Wow. It's hard to know where to start. My thoughts and feelings recently have reflected those of Nephi in 1 Nephi 4:
"I am encompassed about, because of the temptations and the sins which do so easily beset me. And when I desire to rejoice, my heart groaneth because of my sins; nevertheless, I know in whom I have trusted. My God hath been my support; he hath led me through mine afflictions in the wilderness; and he hath preserved me upon the waters of the great deep. He hath filled me with his love."
Do you ever feel so overwhelmingly blessed it humbles you because it makes you aware of how undeserving you are? I don't know why Heavenly Father decided to bless me with the gospel, or the qualifications to serve a mission, or an incredible end to my mission when He knew I'd accept it if it was His will that our area wasn't on fire at the end. I don't know why He keeps blessing me, one of 7 billion of His children on earth, so much that I feel completely "filled with His love."

◆ INSTRUCTIONS
1. List the blessings that the writer of the mission reflection says Heavenly Father gave them.
2. In the mission reflection, which chapter of scripture does the writer say matches their recent thoughts and feelings?
3. Write the next part of the mission reflection, picking up after its final sentence.

◆ SOURCE MATERIAL

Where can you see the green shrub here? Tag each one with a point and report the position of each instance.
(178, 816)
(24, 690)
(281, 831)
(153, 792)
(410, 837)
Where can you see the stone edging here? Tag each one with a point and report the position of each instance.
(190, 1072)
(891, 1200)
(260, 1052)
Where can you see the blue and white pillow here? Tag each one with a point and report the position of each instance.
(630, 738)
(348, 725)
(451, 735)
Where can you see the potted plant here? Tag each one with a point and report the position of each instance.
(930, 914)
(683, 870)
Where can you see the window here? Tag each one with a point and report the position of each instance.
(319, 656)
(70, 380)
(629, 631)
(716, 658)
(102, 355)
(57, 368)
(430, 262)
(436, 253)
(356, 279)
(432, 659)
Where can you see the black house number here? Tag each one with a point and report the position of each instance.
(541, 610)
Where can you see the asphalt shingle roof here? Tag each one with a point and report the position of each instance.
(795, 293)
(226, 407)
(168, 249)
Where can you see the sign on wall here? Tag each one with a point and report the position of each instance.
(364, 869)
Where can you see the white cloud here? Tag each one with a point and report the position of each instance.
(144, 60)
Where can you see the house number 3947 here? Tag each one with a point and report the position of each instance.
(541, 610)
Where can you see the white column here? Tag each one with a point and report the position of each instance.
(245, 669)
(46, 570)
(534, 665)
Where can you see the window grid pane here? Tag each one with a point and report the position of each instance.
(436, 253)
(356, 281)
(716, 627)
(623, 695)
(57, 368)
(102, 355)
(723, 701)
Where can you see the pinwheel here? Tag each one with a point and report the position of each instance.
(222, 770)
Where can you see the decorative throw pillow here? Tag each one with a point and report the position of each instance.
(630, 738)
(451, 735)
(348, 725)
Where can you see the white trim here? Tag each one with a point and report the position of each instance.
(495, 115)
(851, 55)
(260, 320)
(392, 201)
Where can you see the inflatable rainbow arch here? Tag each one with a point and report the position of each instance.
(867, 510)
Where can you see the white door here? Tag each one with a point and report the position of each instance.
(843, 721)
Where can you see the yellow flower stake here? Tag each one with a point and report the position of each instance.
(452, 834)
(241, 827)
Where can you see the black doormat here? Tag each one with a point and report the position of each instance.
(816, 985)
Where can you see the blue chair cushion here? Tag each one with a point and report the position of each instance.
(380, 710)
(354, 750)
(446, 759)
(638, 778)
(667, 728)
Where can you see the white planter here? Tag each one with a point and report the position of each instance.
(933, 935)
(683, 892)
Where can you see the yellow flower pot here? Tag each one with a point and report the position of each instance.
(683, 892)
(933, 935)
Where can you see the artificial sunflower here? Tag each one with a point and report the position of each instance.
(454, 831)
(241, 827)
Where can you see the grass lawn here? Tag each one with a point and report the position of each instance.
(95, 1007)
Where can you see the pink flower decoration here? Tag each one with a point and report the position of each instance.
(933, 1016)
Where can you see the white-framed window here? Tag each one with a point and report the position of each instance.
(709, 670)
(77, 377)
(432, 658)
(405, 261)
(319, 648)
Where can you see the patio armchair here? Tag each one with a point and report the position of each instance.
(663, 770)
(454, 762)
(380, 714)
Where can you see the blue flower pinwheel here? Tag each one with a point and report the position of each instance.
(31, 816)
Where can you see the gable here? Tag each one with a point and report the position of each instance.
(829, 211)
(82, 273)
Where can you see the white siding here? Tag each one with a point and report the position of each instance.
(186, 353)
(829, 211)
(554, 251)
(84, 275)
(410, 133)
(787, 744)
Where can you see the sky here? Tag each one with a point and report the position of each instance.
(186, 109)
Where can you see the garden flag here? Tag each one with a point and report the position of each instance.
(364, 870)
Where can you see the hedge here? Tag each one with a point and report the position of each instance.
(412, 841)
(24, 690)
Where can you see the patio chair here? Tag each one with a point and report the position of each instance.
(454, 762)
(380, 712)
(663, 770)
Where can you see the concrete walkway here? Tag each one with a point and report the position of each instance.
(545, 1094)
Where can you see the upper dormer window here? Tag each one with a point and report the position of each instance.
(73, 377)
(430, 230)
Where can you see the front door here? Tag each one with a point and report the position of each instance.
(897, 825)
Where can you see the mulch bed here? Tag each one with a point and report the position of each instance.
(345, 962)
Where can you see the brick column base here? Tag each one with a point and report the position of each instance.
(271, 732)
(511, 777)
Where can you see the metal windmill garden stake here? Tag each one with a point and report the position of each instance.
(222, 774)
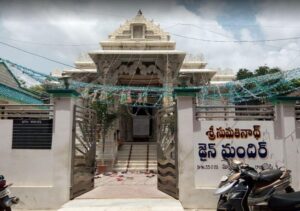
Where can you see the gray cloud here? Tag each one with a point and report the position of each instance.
(88, 22)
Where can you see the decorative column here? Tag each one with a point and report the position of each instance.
(64, 101)
(286, 129)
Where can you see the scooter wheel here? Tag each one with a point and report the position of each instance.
(289, 189)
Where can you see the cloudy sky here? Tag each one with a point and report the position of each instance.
(62, 30)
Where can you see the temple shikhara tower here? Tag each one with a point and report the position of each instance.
(140, 53)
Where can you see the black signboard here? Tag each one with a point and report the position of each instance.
(32, 134)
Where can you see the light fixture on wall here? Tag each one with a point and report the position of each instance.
(65, 80)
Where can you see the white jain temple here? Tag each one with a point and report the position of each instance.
(140, 53)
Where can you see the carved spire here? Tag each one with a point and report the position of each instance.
(139, 12)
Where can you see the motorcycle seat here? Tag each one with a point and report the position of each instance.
(286, 201)
(269, 176)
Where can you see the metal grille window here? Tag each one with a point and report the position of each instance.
(32, 134)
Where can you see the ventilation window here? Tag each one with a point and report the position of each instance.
(32, 134)
(137, 31)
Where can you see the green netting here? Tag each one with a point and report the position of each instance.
(17, 95)
(255, 88)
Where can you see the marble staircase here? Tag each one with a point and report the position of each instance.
(136, 157)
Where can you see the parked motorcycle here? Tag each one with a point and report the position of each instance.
(246, 189)
(5, 200)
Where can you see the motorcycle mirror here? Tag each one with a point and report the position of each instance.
(266, 166)
(279, 164)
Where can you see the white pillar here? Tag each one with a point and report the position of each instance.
(64, 101)
(189, 196)
(287, 128)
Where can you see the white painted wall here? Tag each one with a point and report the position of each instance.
(285, 145)
(41, 177)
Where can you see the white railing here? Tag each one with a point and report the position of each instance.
(297, 111)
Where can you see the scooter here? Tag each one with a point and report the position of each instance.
(244, 184)
(5, 200)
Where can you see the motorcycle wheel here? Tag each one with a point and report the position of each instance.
(5, 209)
(221, 201)
(289, 189)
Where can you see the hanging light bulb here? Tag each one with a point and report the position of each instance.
(145, 97)
(129, 99)
(103, 95)
(123, 98)
(140, 97)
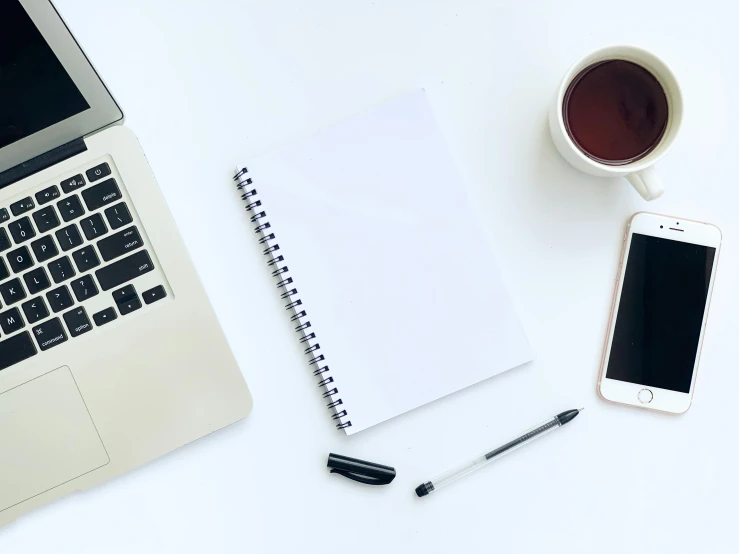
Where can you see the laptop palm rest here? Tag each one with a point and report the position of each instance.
(47, 437)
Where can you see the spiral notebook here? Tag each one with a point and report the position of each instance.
(387, 279)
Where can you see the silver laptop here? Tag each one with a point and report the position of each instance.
(110, 353)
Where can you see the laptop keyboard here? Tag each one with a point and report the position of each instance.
(71, 255)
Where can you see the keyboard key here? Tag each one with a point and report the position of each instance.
(98, 172)
(16, 349)
(70, 208)
(106, 316)
(22, 230)
(93, 226)
(35, 310)
(44, 248)
(73, 183)
(46, 219)
(61, 269)
(84, 288)
(50, 334)
(22, 206)
(152, 295)
(101, 195)
(125, 294)
(131, 306)
(118, 216)
(77, 322)
(11, 321)
(124, 270)
(37, 280)
(86, 258)
(120, 243)
(59, 299)
(4, 240)
(69, 237)
(12, 291)
(20, 259)
(47, 195)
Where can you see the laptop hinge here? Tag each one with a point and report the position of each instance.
(39, 163)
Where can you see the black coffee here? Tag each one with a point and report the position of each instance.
(615, 111)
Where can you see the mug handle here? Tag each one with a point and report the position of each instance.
(647, 183)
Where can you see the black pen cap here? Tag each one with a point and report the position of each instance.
(362, 471)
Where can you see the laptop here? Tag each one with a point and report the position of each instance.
(110, 352)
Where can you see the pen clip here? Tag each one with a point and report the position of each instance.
(361, 471)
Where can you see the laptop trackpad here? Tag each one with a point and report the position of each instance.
(46, 437)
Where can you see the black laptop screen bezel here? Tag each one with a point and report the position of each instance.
(103, 110)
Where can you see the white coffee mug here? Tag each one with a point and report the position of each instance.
(640, 173)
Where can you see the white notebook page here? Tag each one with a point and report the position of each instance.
(398, 282)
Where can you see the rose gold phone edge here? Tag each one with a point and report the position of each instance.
(610, 329)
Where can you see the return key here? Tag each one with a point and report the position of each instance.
(119, 244)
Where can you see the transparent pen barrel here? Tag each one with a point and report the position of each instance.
(506, 448)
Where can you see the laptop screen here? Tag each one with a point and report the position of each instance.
(35, 90)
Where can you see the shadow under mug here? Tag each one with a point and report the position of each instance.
(640, 173)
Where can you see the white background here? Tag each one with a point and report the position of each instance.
(208, 84)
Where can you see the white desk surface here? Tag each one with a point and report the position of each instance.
(206, 84)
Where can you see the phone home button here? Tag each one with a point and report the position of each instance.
(645, 396)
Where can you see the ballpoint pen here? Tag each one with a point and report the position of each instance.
(445, 478)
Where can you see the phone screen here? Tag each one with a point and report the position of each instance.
(660, 315)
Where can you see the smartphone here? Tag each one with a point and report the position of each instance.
(660, 307)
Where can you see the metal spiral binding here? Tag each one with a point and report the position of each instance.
(289, 293)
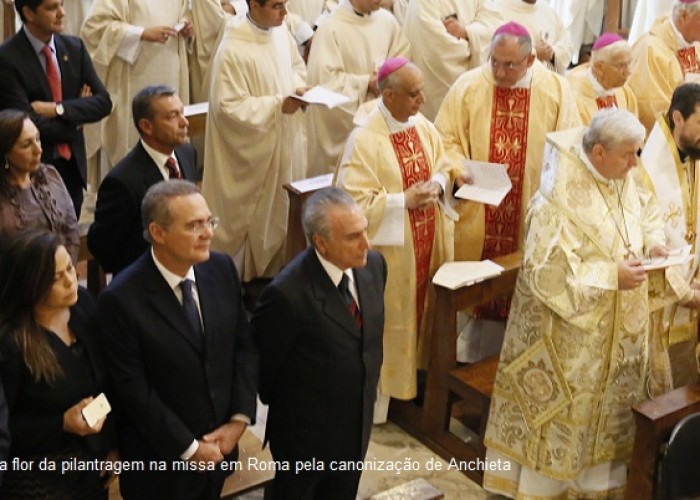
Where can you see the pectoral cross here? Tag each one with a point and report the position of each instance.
(510, 114)
(413, 159)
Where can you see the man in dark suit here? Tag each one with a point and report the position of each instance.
(318, 327)
(179, 352)
(115, 238)
(52, 78)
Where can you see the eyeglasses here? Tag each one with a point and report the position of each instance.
(198, 226)
(507, 66)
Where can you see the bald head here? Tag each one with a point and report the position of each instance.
(402, 92)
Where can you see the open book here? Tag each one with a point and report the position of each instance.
(455, 275)
(322, 96)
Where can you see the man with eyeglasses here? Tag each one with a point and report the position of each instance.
(671, 159)
(500, 113)
(163, 152)
(665, 57)
(602, 82)
(179, 352)
(256, 137)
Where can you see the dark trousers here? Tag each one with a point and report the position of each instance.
(313, 485)
(70, 173)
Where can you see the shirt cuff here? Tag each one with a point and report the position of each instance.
(239, 417)
(130, 44)
(190, 451)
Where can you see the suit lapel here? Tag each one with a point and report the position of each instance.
(164, 302)
(329, 297)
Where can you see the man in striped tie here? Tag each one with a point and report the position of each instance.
(318, 327)
(163, 152)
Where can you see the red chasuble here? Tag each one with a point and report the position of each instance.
(606, 102)
(508, 145)
(414, 169)
(689, 60)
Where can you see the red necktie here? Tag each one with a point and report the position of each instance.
(344, 288)
(56, 93)
(173, 170)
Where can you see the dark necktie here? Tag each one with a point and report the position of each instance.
(173, 170)
(54, 79)
(189, 306)
(350, 300)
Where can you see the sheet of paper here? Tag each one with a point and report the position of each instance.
(455, 275)
(313, 183)
(490, 183)
(323, 96)
(679, 256)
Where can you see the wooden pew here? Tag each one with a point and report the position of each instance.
(429, 423)
(655, 420)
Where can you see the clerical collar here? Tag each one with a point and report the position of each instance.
(599, 90)
(345, 4)
(256, 25)
(392, 123)
(682, 44)
(594, 172)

◆ RESULTS IN ORDER
1.
the gospel
the qualifications to serve a mission
an incredible end to the mission

2. 1 Nephi 4

3.
On Monday during a lesson with Mary-Elizabeth*, she told us that she'd officially received an answer about baptism as her fellowshiper was testifying of it to her. It was amazing!!! Although her close family and friends will not be able to make it to her baptism Wednesday night, so we had to push it to Saturday. So I won't be there for it, but the important part is that she's being baptized, and even though I'm disappointed, I could not be more excited for her. She's making the right choice!!
We also got the Blackwell* family on date for baptism!!! December 20. What a neat lesson:)
Sam*'s baptism is still on for this Wednesday!!!!! We are so excited for him! His testimony is growing and you can tell because he is different! He is changing! This is so exciting for him! He's about to make his first promise with God!
I remember preparing for my mission, and probably for the 100th time in my life I decided to read the entire standard works. Didn't happen. But I started in Genesis, and I remember wondering why the story of Adam and Eve was important enough to be the very first story. As I continued my mission preparation, studied, attended missionary preparation, went through the temple, and went out with the missionaries, I realized that there was something very important about the Fall of Adam and Eve that I was missing, and on my mission it's turned into a bit of a focus. And it didn't really start to hit me until last week.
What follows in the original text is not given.